▶ PROBLEMS TO WORK ON
**A.** From the article on the North Star manganese project, reproduce the passage between "The Structural Gap" and "in the chain.", inclusive.
**B.** In the article on the North Star manganese project, which three product categories make up the total US manganese dependency?

— START ARTICLE —

Electric Metals’ North Star Manganese Project: US Supply Chain Explained

BY MUFLIH HIDAYAT ON JUNE 29, 2026

The Structural Gap Behind America's Manganese Crisis

Few industrial blind spots carry as much strategic weight as the United States' complete absence of domestic manganese production. Unlike lithium or cobalt, where at least some domestic capacity exists, manganese presents a total dependency scenario across every product category that matters: manganese ore, high-purity manganese sulfate monohydrate (HPMSM), and electrolytic manganese metal (EMM). Every tonne consumed in American steel mills, battery plants, and defence facilities arrives from overseas, with China dominating each link in the chain.

This is not a temporary market imbalance. It is a structural condition that has compounded quietly for decades, insulated from public attention by the relative affordability of imported manganese and the absence of a credible domestic alternative. That calculus is now shifting, and the Electric Metals North Star manganese project in the United States is positioned at the centre of what could become the country's first vertically integrated manganese supply chain.

Why Manganese Is Not Just a Battery Material

The popular narrative around manganese focuses almost entirely on its role in electric vehicle batteries. That framing, while accurate, undersells the material's strategic breadth considerably.

— END ARTICLE —
— START SUPPLIED INFORMATION —

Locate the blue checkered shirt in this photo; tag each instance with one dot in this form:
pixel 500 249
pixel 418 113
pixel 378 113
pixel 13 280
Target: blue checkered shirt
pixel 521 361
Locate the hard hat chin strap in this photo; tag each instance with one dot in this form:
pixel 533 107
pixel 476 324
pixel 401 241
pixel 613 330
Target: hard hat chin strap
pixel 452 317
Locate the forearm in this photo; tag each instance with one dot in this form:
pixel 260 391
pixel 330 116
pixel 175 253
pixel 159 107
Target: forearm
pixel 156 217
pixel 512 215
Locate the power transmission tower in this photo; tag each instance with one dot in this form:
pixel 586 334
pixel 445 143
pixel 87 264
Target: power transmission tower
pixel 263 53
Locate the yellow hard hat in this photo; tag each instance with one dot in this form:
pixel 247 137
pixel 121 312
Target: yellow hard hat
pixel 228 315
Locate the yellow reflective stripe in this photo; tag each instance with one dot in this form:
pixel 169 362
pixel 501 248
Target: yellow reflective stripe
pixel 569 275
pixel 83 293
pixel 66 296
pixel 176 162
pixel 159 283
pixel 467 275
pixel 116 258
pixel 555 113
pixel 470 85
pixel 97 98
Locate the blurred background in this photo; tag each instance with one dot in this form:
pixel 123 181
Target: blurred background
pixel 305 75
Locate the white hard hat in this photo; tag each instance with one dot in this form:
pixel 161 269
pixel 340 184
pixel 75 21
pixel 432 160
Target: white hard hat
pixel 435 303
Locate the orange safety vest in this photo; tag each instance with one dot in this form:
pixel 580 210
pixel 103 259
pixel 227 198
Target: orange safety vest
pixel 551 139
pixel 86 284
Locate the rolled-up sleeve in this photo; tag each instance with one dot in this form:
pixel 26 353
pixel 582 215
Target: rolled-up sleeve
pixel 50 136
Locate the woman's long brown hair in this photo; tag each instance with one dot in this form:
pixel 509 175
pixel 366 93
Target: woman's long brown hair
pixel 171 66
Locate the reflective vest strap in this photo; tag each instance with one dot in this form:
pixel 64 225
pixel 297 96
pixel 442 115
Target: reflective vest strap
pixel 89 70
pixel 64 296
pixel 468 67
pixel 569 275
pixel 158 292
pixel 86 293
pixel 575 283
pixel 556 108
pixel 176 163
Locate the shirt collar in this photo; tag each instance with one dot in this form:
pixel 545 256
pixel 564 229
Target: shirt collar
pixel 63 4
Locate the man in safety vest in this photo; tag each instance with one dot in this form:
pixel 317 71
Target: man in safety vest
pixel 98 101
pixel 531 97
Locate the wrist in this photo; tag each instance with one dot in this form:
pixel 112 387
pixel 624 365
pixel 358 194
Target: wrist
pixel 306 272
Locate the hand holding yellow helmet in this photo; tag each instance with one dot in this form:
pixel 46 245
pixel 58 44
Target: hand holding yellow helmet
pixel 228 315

— END SUPPLIED INFORMATION —

▶ ANSWERS FOR THE EXERCISE
**A.**
The Structural Gap Behind America's Manganese Crisis

Few industrial blind spots carry as much strategic weight as the United States' complete absence of domestic manganese production. Unlike lithium or cobalt, where at least some domestic capacity exists, manganese presents a total dependency scenario across every product category that matters: manganese ore, high-purity manganese sulfate monohydrate (HPMSM), and electrolytic manganese metal (EMM). Every tonne consumed in American steel mills, battery plants, and defence facilities arrives from overseas, with China dominating each link in the chain.

**B.** Manganese ore, high-purity manganese sulfate monohydrate (HPMSM), and electrolytic manganese metal (EMM).